===== Raw data =====

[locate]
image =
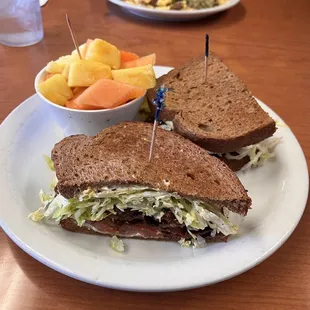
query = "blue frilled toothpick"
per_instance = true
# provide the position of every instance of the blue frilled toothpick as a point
(159, 101)
(206, 57)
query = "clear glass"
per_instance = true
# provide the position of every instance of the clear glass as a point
(20, 22)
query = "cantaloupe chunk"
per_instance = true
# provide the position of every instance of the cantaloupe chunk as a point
(143, 61)
(48, 75)
(77, 91)
(106, 94)
(104, 52)
(143, 77)
(128, 56)
(56, 89)
(83, 73)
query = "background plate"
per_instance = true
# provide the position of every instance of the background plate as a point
(279, 191)
(173, 15)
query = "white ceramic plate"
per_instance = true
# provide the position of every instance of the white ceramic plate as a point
(170, 15)
(279, 191)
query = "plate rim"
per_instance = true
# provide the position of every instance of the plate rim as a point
(54, 265)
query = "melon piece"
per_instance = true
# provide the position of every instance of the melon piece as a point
(143, 77)
(143, 61)
(104, 52)
(56, 89)
(77, 91)
(128, 56)
(83, 73)
(48, 75)
(58, 65)
(83, 48)
(107, 94)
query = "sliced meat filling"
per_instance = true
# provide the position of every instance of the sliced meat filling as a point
(133, 224)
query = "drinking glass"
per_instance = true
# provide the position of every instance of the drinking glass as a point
(20, 22)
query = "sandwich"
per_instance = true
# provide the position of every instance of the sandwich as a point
(106, 185)
(220, 115)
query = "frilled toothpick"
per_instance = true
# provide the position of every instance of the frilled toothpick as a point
(159, 101)
(206, 57)
(73, 36)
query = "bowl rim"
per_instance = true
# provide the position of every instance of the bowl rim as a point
(39, 77)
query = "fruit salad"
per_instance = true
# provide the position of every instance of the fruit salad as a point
(103, 78)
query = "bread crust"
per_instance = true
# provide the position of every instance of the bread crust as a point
(221, 116)
(118, 156)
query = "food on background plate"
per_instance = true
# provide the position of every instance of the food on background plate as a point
(70, 81)
(221, 115)
(106, 185)
(178, 4)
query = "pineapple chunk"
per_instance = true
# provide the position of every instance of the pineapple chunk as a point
(83, 73)
(143, 77)
(58, 65)
(82, 50)
(104, 52)
(65, 71)
(53, 67)
(56, 89)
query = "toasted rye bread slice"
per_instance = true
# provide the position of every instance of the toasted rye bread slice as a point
(220, 115)
(119, 156)
(71, 225)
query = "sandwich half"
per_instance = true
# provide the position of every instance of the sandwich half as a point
(106, 185)
(221, 115)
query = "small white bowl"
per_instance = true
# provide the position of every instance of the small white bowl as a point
(88, 122)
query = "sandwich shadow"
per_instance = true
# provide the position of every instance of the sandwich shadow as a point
(274, 273)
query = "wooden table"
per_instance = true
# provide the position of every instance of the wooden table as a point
(267, 43)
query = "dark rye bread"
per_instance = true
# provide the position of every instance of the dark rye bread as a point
(119, 156)
(71, 225)
(220, 115)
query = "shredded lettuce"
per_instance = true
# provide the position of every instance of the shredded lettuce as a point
(49, 162)
(117, 244)
(95, 206)
(259, 153)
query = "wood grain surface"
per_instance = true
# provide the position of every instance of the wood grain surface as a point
(267, 43)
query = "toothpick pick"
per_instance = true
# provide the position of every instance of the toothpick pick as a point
(206, 57)
(159, 101)
(153, 140)
(73, 36)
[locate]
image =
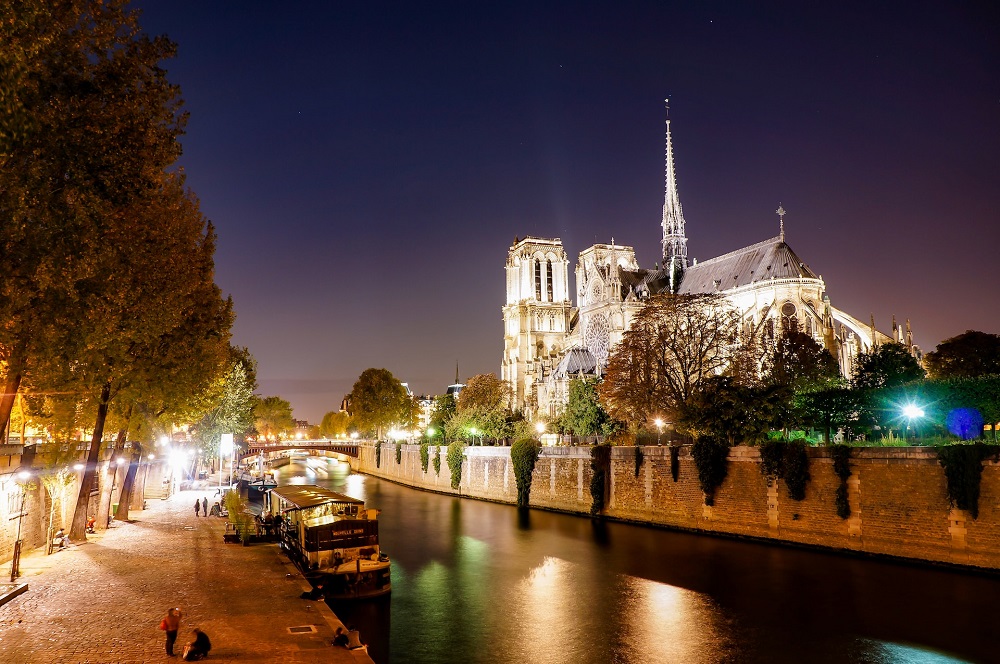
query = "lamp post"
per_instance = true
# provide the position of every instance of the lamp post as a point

=====

### Action item
Scan the records for the word "lamp" and copy every line where it is found.

### Solution for this task
query = "lamp post"
# provide the position of every instance of the lamp post as a point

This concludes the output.